UNIVERSITY PARK, Pa. — Paul Babitzke, professor of biochemistry and molecular biology at Penn State, has been elected as a Fellow of the American Academy of Microbiology. Election as a Fellow recognizes members of the American Society for Microbiology (ASM) who display “excellence, originality and leadership” and have made exceptional contributions to the advancement of microbiology.
Babitzke's research focuses on the regulation of gene expression — where and when genes are used in a cell — by RNA structure and RNA-binding proteins. He is interested in the fundamental mechanisms — elongation and termination — of how RNA molecules are transcribed from DNA, in addition to investigating a variety of genes in which RNA binding proteins control gene expression by transcription attenuation, repression of translation initiation, and/or mRNA stability.
Babitzke has been director of the Biochemistry, Microbiology, and Molecular Biology Graduate Program at Penn State since 2013 and director of the Center for RNA Molecular Biology in the Penn State Huck Institutes of the Life Sciences since 2009. He was elected as a Fellow of the American Association for the Advancement of Science in 2017 and is a member of the ASM, the American Society for Biochemistry and Molecular Biology, and the RNA society. He was the keynote speaker at the Federation of European Biochemical Societies - American Society for Microbiology Conference on the “Biology of RNA in host-pathogen interactions” in Tenerife, Canary Islands, Spain in 2014 and was honored with the Daniel R. Tershak Memorial Teaching Award in 2009.

▸ **REQUIRED TASKS**
a) From the announcement about Paul Babitzke, list the means by which RNA binding proteins control gene expression in the genes his research investigates.
b) Summarize the announcement about Paul Babitzke in two sentences.
c) Continue the announcement about Paul Babitzke from its last sentence.

▸ **INFORMATION GIVEN**
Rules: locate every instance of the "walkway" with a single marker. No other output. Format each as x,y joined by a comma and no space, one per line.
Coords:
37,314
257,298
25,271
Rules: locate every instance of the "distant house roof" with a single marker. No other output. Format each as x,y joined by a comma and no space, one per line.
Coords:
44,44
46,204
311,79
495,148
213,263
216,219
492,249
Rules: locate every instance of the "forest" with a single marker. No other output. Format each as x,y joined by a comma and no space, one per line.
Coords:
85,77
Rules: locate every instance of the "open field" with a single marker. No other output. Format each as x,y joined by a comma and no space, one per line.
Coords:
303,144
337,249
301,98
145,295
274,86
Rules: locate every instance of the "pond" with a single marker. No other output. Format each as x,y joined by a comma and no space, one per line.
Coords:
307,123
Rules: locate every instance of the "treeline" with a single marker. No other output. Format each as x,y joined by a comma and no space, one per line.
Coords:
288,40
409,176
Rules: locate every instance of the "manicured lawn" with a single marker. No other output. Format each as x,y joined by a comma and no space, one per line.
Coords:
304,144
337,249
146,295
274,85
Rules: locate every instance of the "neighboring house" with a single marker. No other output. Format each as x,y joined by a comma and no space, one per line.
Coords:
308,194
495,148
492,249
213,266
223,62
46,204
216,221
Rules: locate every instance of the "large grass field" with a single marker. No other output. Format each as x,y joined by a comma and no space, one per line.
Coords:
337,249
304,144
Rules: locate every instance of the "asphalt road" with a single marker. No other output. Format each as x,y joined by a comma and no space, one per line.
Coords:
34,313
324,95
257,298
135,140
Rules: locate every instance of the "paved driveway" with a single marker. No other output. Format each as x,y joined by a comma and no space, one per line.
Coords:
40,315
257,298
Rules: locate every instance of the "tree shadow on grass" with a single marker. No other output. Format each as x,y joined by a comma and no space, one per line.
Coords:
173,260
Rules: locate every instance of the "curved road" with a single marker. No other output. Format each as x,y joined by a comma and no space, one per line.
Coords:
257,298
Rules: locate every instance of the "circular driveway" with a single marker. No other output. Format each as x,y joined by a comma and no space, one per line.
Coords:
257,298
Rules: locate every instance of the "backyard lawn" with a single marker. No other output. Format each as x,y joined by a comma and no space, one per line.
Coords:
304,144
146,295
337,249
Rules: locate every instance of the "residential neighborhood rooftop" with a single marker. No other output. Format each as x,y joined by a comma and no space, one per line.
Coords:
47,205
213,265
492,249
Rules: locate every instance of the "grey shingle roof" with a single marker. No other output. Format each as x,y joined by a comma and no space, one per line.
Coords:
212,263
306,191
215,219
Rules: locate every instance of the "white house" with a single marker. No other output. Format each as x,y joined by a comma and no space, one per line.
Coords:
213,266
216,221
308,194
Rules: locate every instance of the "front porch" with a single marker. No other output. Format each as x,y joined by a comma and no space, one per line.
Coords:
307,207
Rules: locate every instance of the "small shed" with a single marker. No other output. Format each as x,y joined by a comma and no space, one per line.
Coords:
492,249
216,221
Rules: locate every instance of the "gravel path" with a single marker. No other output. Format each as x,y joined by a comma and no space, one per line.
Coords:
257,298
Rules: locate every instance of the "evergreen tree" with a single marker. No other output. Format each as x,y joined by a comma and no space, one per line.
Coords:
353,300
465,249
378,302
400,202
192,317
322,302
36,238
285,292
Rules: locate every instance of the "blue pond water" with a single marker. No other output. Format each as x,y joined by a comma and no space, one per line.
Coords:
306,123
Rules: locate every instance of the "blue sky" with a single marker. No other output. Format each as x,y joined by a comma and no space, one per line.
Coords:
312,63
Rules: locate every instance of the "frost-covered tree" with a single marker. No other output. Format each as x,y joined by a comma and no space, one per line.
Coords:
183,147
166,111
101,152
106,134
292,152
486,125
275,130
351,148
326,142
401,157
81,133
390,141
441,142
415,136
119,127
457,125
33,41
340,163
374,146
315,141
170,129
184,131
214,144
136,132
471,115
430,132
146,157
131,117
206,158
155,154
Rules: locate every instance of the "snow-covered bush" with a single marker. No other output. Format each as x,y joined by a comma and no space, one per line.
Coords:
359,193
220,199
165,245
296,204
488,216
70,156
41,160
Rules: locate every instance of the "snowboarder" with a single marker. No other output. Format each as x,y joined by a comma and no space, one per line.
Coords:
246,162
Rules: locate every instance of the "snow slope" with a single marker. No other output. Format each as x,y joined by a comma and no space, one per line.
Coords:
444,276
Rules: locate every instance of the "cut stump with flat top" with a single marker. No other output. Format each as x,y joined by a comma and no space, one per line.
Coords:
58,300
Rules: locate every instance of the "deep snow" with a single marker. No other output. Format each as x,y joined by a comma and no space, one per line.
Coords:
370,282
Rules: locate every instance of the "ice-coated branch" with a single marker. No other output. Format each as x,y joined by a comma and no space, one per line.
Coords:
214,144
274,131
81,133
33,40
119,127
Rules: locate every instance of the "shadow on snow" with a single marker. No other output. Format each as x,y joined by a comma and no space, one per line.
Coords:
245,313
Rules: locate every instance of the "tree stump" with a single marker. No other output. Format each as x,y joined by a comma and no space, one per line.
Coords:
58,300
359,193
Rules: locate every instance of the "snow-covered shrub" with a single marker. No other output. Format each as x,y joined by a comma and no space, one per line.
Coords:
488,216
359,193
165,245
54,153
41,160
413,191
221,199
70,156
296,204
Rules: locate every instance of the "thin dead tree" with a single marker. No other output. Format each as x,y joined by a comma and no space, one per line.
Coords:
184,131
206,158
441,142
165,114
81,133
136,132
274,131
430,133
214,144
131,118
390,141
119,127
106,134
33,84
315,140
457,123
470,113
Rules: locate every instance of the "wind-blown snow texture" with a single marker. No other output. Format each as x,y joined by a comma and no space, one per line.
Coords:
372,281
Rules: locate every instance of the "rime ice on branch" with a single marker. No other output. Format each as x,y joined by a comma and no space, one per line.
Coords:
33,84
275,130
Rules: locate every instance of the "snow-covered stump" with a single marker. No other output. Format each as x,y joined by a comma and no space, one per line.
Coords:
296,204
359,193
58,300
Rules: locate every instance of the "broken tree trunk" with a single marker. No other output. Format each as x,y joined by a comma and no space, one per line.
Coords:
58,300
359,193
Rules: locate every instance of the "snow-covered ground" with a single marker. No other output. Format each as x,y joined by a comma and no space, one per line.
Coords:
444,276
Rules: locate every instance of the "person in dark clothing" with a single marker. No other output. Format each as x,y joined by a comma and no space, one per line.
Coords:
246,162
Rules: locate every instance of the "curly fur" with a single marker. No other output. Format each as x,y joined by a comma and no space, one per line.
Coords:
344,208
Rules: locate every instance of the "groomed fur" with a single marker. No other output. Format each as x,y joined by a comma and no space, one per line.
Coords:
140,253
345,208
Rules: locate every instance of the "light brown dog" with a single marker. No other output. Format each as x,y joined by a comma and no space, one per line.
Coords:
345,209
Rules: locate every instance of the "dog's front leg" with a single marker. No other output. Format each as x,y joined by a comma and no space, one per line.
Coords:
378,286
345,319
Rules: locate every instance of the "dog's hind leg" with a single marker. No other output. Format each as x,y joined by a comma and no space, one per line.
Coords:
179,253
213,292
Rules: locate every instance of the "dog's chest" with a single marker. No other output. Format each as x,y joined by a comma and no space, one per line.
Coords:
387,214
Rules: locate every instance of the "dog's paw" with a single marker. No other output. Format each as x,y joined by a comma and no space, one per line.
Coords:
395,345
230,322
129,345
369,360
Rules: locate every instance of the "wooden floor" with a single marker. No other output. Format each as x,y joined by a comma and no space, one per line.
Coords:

▸ **SET OF ANSWERS**
a)
- Transcription attenuation
- Repression of translation initiation
- mRNA stability

b) Paul Babitzke, professor of biochemistry and molecular biology at Penn State, has been elected a Fellow of the American Academy of Microbiology. His research focuses on how RNA structure and RNA-binding proteins regulate gene expression, and he directs both the Biochemistry, Microbiology, and Molecular Biology Graduate Program and the Center for RNA Molecular Biology at Penn State.

c)
Babitzke joined the faculty at Penn State as an assistant professor of biochemistry and molecular biology in 1994, became associate professor in 2000, and professor in 2006. Prior to that, he was a postdoctoral researcher in the Department of Biological Sciences at Stanford University from 1991 to 1994. Babitzke earned a doctoral degree in genetics at the University of Georgia in 1991 and a bachelor’s degree in biomedical science at St. Cloud State University in Minnesota in 1984.